Source text start
Further policy uncertainty for storage may be lurking in the future generation fuel mix.

“If there is more gas it’s hard to say to investors we need more storage,” says Holmes. “And the government is bending over backwards to get gas and coal in.”

Holmes says interconnection with other European markets would ensure that UK shale gas would not repeat the gas price plummet seen in the US. Overall expansion in gas-fired generation “may postpone the [storage] market signal for two or three years”, Holmes says.

Regulation, interconnection, market rules and political support for gas are all creating uncertainty for anyone looking to invest in UK electricity storage.

But storage as a tool for DNOs has clear value that is currently not readily accessible. According to public sector body the Low-Carbon Innovation Co-ordination Group (LCICG): “The value of some of the services that storage can provide cannot be easily captured under existing market arrangements.”

Nevertheless LCICG forecasts that the UK will have storage capacity of 27GW by 2050. A separate report by Imperial College predicts 25GW by 2050, while government estimates are 20GW. Clearly for these forecasts to come about, storage technologies must win the economic argument and prove their technical viability. But policymakers must first clear the way.

For the policymakers there are political influences at play, but if they are to back storage they need to get their act together quickly. Storage schemes typically have lead-in times of five-ten years.

Trevor Loveday is a freelance journalist

 

The role of water in priming the sector

Reservoirs could be a feed source for small pumped ­storage schemes

The water sector could have a role to play in bringing on pumped storage. Part of a £240,000, Decc-funded research and development programme at Quarry Battery is an investigation into the possible use of reservoirs as a feed source for small pumped storage plants.
Source text end
Extracted entries start
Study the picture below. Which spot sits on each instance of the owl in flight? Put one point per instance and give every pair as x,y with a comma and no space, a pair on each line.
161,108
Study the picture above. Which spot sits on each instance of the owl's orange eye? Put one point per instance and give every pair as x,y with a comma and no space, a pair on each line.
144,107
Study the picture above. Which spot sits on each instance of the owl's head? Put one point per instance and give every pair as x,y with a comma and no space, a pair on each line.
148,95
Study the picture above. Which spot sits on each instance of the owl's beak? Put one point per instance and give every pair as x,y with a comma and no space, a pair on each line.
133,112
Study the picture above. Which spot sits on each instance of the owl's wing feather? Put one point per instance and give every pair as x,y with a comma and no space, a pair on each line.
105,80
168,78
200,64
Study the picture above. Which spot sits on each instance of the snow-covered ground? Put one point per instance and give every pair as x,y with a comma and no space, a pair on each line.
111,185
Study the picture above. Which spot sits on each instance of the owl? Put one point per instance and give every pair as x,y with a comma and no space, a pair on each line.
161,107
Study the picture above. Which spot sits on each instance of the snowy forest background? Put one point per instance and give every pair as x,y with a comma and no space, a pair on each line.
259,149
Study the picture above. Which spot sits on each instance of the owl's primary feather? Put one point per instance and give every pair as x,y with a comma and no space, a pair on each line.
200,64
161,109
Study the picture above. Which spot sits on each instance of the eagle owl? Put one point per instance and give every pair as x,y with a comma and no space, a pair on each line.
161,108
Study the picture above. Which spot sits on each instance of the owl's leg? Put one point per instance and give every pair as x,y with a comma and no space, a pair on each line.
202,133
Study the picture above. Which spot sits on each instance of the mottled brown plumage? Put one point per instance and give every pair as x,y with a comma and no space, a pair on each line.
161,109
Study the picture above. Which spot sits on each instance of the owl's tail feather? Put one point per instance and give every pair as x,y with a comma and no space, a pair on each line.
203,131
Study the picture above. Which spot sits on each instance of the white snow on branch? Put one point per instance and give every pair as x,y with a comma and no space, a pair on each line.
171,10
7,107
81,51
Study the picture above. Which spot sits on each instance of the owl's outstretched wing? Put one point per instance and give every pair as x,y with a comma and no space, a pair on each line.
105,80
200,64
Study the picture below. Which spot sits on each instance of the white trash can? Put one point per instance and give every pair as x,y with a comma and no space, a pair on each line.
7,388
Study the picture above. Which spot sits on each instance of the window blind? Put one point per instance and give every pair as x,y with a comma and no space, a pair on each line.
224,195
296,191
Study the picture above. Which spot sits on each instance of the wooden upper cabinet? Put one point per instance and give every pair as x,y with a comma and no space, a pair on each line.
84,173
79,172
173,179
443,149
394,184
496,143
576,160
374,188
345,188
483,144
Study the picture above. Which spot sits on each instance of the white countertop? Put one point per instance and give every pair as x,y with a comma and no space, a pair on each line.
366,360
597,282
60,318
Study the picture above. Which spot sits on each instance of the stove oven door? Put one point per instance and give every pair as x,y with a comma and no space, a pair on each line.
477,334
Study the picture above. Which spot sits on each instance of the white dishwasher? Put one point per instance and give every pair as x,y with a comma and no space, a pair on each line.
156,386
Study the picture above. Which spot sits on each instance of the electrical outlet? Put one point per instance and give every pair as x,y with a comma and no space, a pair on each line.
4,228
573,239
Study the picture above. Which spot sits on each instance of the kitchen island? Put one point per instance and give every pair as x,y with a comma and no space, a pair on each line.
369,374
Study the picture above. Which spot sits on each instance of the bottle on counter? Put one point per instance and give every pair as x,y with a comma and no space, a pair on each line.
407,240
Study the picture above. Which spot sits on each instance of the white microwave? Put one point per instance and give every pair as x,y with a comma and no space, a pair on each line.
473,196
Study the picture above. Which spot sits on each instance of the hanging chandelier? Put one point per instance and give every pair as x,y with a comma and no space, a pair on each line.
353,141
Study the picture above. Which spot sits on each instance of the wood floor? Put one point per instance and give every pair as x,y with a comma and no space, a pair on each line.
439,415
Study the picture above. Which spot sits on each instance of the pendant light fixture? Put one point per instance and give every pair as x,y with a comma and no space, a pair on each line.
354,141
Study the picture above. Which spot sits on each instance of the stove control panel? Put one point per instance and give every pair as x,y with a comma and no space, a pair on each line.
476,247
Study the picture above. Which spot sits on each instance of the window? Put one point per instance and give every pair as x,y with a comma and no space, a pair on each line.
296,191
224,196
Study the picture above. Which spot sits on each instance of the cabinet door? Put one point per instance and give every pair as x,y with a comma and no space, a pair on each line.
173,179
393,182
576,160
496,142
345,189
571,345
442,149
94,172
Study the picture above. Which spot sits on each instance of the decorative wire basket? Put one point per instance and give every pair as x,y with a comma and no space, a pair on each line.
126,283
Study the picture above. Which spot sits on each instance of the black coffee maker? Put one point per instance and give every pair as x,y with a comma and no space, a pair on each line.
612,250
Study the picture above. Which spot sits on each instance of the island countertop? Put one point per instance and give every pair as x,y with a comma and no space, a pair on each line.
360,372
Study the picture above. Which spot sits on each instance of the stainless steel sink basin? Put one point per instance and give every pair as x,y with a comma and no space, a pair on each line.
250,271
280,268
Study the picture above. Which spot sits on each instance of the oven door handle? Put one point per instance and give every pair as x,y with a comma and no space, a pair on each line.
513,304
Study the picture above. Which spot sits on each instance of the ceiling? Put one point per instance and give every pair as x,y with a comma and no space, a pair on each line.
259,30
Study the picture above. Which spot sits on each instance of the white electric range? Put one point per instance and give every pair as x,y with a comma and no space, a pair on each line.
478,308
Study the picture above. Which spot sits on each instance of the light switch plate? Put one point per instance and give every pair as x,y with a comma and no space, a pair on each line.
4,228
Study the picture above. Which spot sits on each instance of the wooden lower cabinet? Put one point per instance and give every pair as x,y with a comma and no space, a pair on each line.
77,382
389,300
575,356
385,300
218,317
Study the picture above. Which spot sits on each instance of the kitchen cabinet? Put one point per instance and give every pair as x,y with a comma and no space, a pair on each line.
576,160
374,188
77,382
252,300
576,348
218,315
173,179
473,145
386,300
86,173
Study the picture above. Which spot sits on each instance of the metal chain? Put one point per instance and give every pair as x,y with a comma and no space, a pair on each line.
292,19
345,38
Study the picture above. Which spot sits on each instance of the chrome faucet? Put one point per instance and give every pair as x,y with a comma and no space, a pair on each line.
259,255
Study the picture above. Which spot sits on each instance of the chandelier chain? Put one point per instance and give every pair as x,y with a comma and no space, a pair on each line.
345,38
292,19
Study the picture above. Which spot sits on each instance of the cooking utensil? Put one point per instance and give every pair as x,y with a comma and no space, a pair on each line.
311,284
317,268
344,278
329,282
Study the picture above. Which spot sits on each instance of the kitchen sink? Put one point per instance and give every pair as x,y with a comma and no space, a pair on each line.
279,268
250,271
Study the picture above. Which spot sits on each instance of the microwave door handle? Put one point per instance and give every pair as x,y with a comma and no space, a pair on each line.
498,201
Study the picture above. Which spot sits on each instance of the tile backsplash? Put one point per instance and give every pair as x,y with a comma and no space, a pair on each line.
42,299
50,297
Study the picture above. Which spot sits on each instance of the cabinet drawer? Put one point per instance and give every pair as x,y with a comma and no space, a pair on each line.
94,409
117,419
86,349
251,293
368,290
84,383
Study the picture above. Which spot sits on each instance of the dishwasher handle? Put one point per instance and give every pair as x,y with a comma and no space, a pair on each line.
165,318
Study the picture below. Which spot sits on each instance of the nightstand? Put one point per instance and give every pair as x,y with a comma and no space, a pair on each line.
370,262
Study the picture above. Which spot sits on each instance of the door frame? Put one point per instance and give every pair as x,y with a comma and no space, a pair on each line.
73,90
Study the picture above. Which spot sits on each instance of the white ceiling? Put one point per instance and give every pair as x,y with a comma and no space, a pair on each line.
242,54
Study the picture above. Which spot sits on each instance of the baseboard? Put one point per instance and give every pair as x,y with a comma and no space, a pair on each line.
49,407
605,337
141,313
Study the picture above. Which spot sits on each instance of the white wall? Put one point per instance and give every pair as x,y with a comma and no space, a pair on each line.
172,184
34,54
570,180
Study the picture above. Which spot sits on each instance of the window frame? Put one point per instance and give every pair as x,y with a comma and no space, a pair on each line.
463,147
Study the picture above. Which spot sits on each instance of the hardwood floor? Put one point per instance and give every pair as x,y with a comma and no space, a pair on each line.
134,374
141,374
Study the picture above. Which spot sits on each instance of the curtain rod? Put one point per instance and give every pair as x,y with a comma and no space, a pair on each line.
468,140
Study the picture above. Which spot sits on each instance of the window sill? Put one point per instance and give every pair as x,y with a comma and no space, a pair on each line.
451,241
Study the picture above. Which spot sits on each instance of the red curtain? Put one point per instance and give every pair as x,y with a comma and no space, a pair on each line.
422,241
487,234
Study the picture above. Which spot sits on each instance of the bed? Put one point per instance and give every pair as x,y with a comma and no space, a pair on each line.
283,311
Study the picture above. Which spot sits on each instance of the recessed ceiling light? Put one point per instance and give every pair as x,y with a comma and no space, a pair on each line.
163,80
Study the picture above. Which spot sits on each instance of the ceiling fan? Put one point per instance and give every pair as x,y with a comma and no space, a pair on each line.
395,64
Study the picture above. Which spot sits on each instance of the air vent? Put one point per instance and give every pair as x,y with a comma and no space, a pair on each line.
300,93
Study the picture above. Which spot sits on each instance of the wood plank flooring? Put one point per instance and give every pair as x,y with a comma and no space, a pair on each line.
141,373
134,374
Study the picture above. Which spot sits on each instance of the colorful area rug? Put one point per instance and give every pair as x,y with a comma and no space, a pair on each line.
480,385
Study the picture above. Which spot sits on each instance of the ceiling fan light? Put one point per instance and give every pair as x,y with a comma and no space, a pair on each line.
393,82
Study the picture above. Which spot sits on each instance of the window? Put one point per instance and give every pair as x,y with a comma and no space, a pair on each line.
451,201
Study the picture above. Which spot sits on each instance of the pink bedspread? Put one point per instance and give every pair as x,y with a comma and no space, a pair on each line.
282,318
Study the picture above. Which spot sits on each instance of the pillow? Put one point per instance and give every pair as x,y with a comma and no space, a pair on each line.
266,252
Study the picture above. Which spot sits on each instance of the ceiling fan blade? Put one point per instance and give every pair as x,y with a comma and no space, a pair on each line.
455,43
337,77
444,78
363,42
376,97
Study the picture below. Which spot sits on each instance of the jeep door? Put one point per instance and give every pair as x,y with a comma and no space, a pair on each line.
Extracted entries end
• What you are asked to do
Can you give everything from "Further policy uncertainty" down to "UK electricity storage." in the storage article again, replacing "uncertainty" with "doubt"? The listing isn't needed here.

• The output
Further policy doubt for storage may be lurking in the future generation fuel mix.

“If there is more gas it’s hard to say to investors we need more storage,” says Holmes. “And the government is bending over backwards to get gas and coal in.”

Holmes says interconnection with other European markets would ensure that UK shale gas would not repeat the gas price plummet seen in the US. Overall expansion in gas-fired generation “may postpone the [storage] market signal for two or three years”, Holmes says.

Regulation, interconnection, market rules and political support for gas are all creating doubt for anyone looking to invest in UK electricity storage.